#### [Work instructions]
Begin at the line with "[outline] terrace, every instance" and output every line through the end of the records, exactly as given. Omit pictures.

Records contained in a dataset
** begin **
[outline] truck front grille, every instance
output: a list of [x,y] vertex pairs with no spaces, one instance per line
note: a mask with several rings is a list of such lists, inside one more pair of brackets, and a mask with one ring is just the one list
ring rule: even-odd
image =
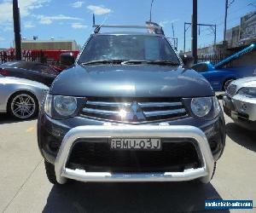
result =
[[81,116],[122,123],[177,119],[187,115],[178,98],[89,98],[81,112]]
[[236,85],[234,84],[230,84],[227,90],[226,93],[230,95],[230,96],[234,96],[236,95]]
[[113,151],[108,139],[81,139],[67,166],[91,172],[161,172],[195,169],[201,163],[191,141],[162,139],[161,151]]

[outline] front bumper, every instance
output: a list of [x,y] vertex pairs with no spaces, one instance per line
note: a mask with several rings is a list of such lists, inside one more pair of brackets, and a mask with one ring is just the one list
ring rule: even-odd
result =
[[[201,166],[184,170],[183,172],[159,173],[111,173],[86,172],[84,170],[67,168],[68,157],[73,144],[79,139],[112,137],[159,137],[190,138],[196,141]],[[57,181],[66,182],[67,178],[80,181],[181,181],[200,178],[202,182],[210,181],[214,159],[206,135],[194,126],[164,125],[89,125],[79,126],[69,130],[61,143],[55,162]]]
[[256,130],[256,101],[241,95],[236,95],[232,98],[223,96],[223,106],[224,112],[230,117],[235,123],[248,130]]

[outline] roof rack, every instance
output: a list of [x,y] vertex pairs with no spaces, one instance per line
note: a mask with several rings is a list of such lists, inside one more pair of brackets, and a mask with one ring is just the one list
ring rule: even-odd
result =
[[94,33],[98,33],[101,31],[102,27],[108,28],[130,28],[130,29],[147,29],[149,33],[155,33],[165,35],[163,28],[155,22],[146,21],[145,26],[125,26],[125,25],[96,25],[95,24],[95,15],[93,14],[93,27],[95,27]]

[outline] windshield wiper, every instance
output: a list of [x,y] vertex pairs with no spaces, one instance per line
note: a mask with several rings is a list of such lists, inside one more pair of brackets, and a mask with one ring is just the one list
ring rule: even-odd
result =
[[123,61],[122,65],[125,64],[152,64],[152,65],[166,65],[166,66],[179,66],[179,63],[170,61],[170,60],[129,60],[126,61]]
[[178,66],[179,63],[173,62],[171,60],[148,60],[147,62],[148,64],[152,64],[152,65],[172,65],[172,66]]
[[81,63],[82,65],[94,65],[94,64],[120,64],[125,60],[111,59],[111,60],[96,60]]

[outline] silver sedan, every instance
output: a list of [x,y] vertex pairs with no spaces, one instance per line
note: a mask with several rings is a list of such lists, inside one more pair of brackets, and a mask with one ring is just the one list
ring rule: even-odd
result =
[[37,115],[49,87],[34,81],[0,75],[0,112],[19,119]]
[[224,112],[235,123],[256,130],[256,77],[233,81],[223,96]]

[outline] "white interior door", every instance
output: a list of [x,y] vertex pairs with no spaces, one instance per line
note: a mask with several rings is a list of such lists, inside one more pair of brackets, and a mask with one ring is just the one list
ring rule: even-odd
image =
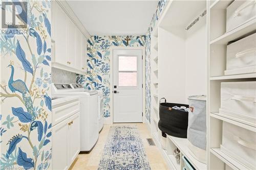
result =
[[113,50],[114,123],[142,122],[142,52]]

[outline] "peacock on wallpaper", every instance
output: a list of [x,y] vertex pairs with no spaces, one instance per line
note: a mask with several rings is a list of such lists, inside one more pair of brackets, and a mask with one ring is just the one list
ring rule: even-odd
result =
[[18,29],[26,31],[0,37],[1,169],[51,164],[51,3],[26,2],[27,17],[19,17],[27,28]]
[[87,43],[87,74],[76,82],[87,89],[102,90],[104,117],[110,116],[110,50],[111,46],[143,46],[145,36],[93,36]]

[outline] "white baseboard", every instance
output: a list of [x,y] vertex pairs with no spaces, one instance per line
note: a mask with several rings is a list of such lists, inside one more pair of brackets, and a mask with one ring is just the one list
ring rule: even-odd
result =
[[104,124],[113,124],[112,120],[110,117],[103,118],[103,122]]
[[150,123],[150,122],[148,122],[148,120],[146,118],[145,119],[145,123],[146,125],[146,127],[147,128],[147,130],[148,130],[148,132],[150,132],[150,133],[151,134],[151,124]]

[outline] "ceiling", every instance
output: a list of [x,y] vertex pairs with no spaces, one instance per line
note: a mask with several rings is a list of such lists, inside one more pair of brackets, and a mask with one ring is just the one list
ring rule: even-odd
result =
[[158,1],[67,1],[91,35],[145,35]]

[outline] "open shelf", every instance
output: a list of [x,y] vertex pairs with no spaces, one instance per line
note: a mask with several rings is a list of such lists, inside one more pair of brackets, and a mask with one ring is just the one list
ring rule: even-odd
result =
[[155,62],[157,62],[158,60],[158,56],[157,56],[156,57],[154,58],[154,61],[155,61]]
[[165,154],[166,155],[166,156],[167,157],[169,163],[170,163],[170,164],[172,164],[172,165],[175,168],[175,169],[179,170],[180,164],[177,163],[176,158],[175,158],[174,155],[173,154],[168,155],[167,152],[167,151],[166,150],[164,150],[164,152],[165,153]]
[[158,42],[157,41],[156,43],[156,44],[155,44],[155,45],[154,46],[154,48],[156,51],[158,50]]
[[155,98],[158,98],[158,94],[153,94],[153,96],[155,97]]
[[248,129],[249,130],[256,132],[256,127],[252,126],[251,125],[240,122],[236,120],[230,119],[229,117],[227,117],[225,115],[220,114],[218,112],[212,112],[210,114],[211,117],[215,117],[216,118],[222,120],[223,121],[228,122],[231,124],[235,125],[236,126],[239,126],[241,128]]
[[181,138],[169,135],[167,135],[167,137],[173,141],[181,153],[185,156],[195,168],[198,170],[207,169],[206,164],[199,162],[189,153],[189,149],[187,147],[188,140],[187,138]]
[[243,166],[240,162],[221,151],[220,148],[211,148],[210,152],[233,169],[248,169],[247,167]]
[[231,2],[231,0],[216,0],[210,6],[210,9],[211,10],[226,9]]
[[250,79],[250,78],[255,78],[255,77],[256,77],[256,73],[249,73],[246,74],[211,77],[210,78],[210,80],[229,80],[229,79]]
[[225,33],[224,35],[210,41],[210,44],[227,44],[228,42],[243,38],[245,35],[255,31],[256,18]]

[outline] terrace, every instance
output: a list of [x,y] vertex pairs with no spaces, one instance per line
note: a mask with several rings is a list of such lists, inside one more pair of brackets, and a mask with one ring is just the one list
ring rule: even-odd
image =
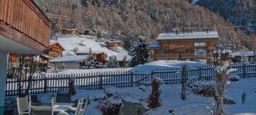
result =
** end **
#### [Response below]
[outline] terrace, every instance
output: a list of [x,y] vertex pairs with no spaces, one instance per line
note: a mask with several rings is a list of such lists, inside one more pair of brackets, and a mask with one ring is just the one list
ring rule: even-odd
image =
result =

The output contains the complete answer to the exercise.